### TEXT EXTRACT

[start]

RNS Number:4497C
Total Systems PLC
14 December 1999
Total Systems plc
Interim results for six months ended 30 September 1999
Total Systems plc ("Total"), the financial services software supplier and
internet, intranet and extranet developer, announces its interim results for
the half year ended 30 September 1999.
Commenting on the Results, Terry Bourne, Chairman and Chief Executive, said:
"The year 2000 issue has continued to have a significant impact on our results
as most companies have concentrated their efforts on ensuring compliance of
their existing systems."
Highlights
* Turnover of #1.18m (1998: #1.78m)
* Loss before tax of #128,216 (1998: profit of #495,484)

[end]

### STORED RECORDS
[start]

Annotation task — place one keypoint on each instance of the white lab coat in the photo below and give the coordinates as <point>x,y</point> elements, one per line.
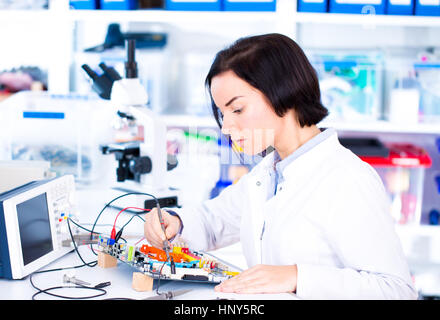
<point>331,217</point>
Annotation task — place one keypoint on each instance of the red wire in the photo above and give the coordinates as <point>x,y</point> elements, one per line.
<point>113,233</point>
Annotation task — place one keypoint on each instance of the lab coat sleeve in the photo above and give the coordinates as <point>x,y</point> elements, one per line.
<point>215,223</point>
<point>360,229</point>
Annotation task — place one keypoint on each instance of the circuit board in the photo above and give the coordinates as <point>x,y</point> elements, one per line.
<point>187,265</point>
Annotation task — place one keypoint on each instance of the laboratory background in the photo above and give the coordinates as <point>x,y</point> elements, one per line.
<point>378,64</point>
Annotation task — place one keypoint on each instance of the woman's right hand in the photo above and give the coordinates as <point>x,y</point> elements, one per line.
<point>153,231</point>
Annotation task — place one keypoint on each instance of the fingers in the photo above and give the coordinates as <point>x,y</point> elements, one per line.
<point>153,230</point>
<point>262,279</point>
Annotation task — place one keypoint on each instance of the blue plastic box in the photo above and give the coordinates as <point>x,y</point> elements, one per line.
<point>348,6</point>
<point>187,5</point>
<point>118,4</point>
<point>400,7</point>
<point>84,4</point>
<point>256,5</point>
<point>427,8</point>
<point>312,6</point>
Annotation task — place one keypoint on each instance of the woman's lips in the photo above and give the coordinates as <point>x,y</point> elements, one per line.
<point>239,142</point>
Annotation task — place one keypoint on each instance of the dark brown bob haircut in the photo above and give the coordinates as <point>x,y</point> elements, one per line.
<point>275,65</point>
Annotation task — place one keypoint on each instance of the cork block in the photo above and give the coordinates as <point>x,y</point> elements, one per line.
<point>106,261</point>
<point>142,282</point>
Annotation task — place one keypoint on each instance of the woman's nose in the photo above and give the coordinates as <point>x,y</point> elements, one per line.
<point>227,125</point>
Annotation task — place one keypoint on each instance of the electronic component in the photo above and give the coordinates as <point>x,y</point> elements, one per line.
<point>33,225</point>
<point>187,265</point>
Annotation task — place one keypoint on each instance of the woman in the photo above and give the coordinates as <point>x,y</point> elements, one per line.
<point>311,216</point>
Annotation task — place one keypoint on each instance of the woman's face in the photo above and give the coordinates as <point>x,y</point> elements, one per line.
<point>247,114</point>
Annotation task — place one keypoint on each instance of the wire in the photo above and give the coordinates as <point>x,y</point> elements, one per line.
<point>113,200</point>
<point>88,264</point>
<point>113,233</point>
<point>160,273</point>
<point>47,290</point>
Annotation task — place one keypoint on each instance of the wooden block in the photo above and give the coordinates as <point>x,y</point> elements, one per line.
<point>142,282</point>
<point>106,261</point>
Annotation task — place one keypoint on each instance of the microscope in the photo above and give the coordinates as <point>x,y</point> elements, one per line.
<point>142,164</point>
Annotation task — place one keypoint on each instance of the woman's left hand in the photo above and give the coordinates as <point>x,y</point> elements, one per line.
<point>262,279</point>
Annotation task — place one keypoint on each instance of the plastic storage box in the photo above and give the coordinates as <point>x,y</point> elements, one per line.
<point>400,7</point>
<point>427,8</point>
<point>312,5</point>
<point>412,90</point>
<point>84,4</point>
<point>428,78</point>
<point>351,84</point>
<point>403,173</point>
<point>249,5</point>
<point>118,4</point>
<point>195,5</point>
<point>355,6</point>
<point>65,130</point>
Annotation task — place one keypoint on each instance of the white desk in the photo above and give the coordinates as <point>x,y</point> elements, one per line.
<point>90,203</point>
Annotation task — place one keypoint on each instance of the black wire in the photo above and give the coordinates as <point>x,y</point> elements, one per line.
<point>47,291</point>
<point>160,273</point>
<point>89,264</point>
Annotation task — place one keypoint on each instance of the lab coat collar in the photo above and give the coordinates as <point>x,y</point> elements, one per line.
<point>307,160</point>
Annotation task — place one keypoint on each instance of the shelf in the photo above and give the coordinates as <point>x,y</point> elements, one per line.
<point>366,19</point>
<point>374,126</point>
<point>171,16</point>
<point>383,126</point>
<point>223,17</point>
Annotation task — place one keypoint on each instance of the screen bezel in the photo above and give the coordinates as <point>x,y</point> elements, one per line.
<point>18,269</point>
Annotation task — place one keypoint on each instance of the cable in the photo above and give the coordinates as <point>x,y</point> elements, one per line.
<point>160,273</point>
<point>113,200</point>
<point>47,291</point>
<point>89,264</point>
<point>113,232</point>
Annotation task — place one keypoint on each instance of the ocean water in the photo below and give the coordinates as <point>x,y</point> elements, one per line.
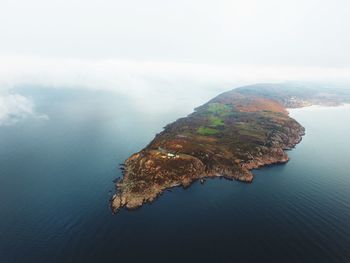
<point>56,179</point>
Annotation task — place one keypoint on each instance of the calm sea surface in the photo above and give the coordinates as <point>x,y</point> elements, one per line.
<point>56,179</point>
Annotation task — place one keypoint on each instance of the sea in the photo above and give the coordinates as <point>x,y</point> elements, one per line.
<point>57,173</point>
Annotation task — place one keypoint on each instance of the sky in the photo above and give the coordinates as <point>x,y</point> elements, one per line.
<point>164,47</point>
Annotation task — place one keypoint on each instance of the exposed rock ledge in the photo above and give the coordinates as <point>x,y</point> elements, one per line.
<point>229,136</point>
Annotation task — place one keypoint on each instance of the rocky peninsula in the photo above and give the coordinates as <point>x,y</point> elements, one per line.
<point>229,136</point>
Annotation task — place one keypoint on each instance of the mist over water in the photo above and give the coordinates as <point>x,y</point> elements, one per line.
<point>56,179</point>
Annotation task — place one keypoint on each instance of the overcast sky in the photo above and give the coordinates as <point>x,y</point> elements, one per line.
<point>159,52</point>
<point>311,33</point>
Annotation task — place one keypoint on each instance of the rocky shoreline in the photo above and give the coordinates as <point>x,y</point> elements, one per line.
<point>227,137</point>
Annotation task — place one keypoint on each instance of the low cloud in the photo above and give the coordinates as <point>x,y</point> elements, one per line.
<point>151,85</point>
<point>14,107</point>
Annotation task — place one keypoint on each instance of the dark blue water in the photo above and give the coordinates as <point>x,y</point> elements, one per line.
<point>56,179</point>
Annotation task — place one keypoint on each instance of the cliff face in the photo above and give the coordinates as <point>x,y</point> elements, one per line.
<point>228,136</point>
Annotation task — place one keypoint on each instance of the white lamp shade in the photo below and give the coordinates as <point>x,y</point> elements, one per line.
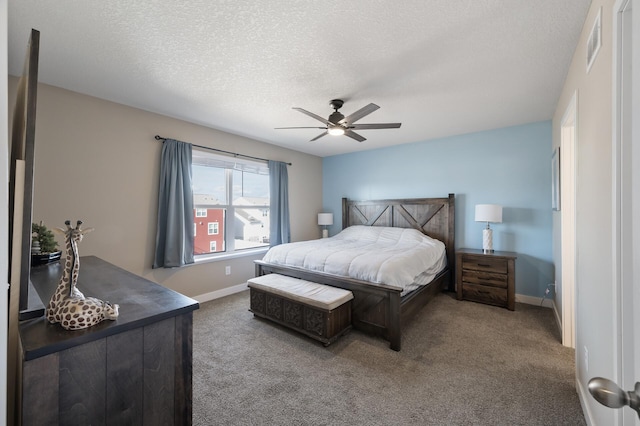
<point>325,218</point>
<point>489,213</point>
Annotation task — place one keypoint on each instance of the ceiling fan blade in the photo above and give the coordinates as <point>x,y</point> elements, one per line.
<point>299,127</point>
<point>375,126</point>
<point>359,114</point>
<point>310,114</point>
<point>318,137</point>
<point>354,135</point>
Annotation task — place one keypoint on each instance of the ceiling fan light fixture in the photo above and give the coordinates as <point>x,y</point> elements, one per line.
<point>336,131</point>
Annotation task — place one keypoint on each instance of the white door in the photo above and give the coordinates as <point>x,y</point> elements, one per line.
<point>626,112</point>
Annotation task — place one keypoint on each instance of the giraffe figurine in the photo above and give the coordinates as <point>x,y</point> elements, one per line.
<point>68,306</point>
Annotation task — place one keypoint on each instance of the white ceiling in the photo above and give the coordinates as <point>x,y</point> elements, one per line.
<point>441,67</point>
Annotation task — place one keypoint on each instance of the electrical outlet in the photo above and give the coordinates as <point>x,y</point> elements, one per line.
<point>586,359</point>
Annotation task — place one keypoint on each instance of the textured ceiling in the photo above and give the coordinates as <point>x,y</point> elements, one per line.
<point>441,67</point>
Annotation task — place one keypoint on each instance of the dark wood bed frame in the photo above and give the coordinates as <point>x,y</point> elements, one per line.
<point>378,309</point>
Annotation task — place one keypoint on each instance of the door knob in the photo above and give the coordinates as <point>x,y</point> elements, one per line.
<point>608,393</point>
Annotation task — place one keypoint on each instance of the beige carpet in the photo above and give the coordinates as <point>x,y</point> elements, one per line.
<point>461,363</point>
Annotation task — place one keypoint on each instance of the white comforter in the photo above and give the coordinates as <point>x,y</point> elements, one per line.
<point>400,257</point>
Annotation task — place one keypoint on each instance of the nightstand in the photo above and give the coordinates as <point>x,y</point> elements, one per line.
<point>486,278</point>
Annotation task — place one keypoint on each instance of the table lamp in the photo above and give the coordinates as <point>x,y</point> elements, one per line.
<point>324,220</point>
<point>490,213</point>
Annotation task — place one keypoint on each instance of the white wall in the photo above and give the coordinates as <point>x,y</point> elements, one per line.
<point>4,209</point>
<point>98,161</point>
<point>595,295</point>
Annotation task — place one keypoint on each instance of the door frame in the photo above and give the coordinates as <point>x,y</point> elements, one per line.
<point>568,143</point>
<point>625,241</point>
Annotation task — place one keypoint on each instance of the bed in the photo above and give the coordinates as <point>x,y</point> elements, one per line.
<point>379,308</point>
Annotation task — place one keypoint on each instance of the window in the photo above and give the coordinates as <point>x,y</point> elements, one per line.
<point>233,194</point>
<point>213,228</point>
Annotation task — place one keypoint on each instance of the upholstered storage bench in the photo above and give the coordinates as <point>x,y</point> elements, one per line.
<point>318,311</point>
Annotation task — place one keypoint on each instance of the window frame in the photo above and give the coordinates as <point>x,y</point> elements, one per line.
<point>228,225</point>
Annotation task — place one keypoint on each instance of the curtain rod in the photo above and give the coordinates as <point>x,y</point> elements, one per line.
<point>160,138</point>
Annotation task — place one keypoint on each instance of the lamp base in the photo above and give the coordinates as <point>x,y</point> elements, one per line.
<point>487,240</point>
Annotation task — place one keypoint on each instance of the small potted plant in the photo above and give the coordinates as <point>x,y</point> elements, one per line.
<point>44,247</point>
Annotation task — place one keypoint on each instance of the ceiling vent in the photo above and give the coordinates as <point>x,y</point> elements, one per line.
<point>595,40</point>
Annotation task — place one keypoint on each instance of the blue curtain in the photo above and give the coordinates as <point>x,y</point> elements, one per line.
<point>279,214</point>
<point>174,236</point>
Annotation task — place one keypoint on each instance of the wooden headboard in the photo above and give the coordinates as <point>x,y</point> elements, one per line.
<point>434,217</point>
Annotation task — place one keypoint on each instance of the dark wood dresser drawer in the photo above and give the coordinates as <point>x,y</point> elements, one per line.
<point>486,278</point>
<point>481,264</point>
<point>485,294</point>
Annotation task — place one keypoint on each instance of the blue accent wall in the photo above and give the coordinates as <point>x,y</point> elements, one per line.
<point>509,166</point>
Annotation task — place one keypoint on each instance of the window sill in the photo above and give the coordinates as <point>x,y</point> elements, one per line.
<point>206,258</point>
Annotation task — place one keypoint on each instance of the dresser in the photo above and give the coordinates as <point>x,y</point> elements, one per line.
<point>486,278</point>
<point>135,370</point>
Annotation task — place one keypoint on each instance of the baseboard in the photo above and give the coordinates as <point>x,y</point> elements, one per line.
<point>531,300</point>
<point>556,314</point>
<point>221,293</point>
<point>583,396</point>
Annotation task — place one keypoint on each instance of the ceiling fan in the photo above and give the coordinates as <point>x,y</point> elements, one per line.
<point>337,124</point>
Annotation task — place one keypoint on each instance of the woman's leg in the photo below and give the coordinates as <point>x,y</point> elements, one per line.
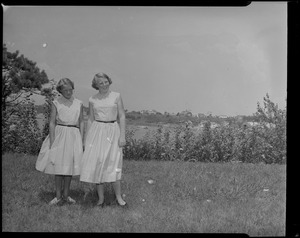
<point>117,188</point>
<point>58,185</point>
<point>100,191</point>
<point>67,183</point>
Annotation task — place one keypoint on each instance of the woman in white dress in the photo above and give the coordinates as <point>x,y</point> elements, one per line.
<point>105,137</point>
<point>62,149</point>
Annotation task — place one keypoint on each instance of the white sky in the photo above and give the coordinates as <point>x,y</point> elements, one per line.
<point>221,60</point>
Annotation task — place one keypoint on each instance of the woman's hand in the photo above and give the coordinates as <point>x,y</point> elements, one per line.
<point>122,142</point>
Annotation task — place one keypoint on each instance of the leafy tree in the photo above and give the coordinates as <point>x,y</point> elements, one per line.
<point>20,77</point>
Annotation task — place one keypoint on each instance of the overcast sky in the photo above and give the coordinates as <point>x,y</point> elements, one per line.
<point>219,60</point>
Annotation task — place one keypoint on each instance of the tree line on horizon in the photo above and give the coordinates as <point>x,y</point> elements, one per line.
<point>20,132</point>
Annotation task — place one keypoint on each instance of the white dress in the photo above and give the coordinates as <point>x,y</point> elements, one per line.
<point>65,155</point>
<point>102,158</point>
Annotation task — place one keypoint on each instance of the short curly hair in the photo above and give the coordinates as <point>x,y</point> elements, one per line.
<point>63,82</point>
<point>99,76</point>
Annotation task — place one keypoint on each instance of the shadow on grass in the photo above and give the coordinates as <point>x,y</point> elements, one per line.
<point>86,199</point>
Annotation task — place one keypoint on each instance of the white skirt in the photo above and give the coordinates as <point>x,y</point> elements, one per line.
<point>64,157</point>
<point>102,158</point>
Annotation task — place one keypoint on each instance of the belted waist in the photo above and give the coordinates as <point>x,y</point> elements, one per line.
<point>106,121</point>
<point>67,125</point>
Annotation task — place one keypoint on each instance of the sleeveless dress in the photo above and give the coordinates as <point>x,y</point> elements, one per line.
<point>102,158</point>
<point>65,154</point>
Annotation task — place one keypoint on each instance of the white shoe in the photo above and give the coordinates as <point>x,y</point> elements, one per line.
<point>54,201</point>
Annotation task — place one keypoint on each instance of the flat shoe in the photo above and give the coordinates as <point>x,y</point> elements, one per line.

[end]

### PROBLEM SET
• 1. Please write out the interim results announcement word for word, starting with "Commenting on the" and going on through "profit of #495,484)".
• 2. Check each statement against the interim results announcement and answer yes or no, quoting the words that decide it: (a) the period covered is the half year ended 30 September 1999; (b) turnover was higher than in 1998; (c) the company made a profit before tax for the period.
The data has no connection to the interim results announcement.

### SOLUTIONS BY TASK
• 1.
Commenting on the Results, Terry Bourne, Chairman and Chief Executive, said:
"The year 2000 issue has continued to have a significant impact on our results
as most companies have concentrated their efforts on ensuring compliance of
their existing systems."
Highlights
* Turnover of #1.18m (1998: #1.78m)
* Loss before tax of #128,216 (1998: profit of #495,484)

• 2.
(a) Yes: "the half year ended 30 September 1999".
(b) No: "Turnover of #1.18m (1998: #1.78m)".
(c) No: "Loss before tax of #128,216 (1998: profit of #495,484)".